PROBLEM TO WORK ON — Output these entries as a CSV with two columns, input and output. Each entry gets one row: its text goes in the input column and its answer in the output column, each as a single quoted field with line breaks replaced by spaces.

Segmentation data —
★ ★ ★ ★ ★ ★ ★

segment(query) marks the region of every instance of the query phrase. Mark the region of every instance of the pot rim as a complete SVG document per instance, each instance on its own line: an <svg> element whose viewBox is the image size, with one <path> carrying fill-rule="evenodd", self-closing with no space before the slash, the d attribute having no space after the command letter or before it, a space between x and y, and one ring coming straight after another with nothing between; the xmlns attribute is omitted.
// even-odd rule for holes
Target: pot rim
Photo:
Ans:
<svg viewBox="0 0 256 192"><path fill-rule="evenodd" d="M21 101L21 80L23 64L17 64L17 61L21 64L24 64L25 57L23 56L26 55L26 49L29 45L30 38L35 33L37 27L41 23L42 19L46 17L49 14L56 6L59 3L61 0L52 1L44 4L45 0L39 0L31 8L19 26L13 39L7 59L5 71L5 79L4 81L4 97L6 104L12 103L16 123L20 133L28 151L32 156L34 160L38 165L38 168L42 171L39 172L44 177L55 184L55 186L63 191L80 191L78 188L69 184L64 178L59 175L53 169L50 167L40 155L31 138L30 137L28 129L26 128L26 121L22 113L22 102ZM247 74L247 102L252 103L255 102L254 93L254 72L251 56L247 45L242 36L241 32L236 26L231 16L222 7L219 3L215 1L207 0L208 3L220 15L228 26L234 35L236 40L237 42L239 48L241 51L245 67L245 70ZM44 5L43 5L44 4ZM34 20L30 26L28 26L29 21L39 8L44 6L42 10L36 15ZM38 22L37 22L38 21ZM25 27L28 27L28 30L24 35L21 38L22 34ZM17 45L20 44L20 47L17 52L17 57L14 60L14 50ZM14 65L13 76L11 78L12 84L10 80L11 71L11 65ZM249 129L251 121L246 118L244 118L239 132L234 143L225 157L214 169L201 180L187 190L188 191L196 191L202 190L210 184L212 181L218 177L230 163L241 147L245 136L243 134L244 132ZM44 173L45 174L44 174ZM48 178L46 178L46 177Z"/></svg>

★ ★ ★ ★ ★ ★ ★

RESPONSE —
input,output
"segment(query) marks the region of every instance of the query phrase. Mark the region of every instance of the pot rim as a complete SVG document per instance, each instance on its own line: an <svg> element whose viewBox is the image size, with one <path> carrying fill-rule=""evenodd"", self-closing with no space before the slash, the d attribute having no space after the command letter or before it, a space between x and y, and one ring coming straight after another with nothing between; the xmlns attribute is omitted. // even-odd rule for holes Target: pot rim Photo: Ans:","<svg viewBox=""0 0 256 192""><path fill-rule=""evenodd"" d=""M21 101L21 80L23 64L17 64L17 61L21 64L24 64L25 57L23 56L26 55L26 49L29 45L30 38L35 33L37 27L41 23L42 19L46 17L49 14L56 6L59 3L61 0L52 1L44 4L45 0L39 0L31 8L19 26L13 39L7 59L5 71L5 79L4 81L4 97L6 104L12 103L16 123L20 133L28 151L32 156L34 160L38 165L38 168L42 171L39 172L44 177L55 184L55 186L63 191L80 191L78 188L69 184L64 178L59 175L53 169L50 167L40 155L31 138L30 137L28 129L26 128L26 121L22 113L22 102ZM247 74L247 102L252 103L255 102L254 93L254 72L251 56L247 45L242 36L241 32L236 26L231 16L222 7L219 3L215 1L207 0L208 3L220 15L228 26L234 35L236 40L237 42L239 48L241 51L245 67L245 70ZM44 5L43 5L44 4ZM34 20L30 26L28 26L29 21L39 8L44 6L42 10L36 15ZM38 22L37 22L38 21ZM25 27L28 27L28 30L24 35L21 38L22 34ZM17 45L20 44L20 47L17 52L17 57L14 60L14 50ZM14 65L13 76L11 78L12 84L10 80L11 71L11 65ZM249 129L251 121L246 118L244 118L239 132L234 143L225 157L214 169L201 180L187 190L188 191L196 191L202 190L210 184L212 181L218 177L230 163L241 147L245 136L243 134L244 132ZM44 173L45 174L44 174ZM48 178L46 178L46 177Z""/></svg>"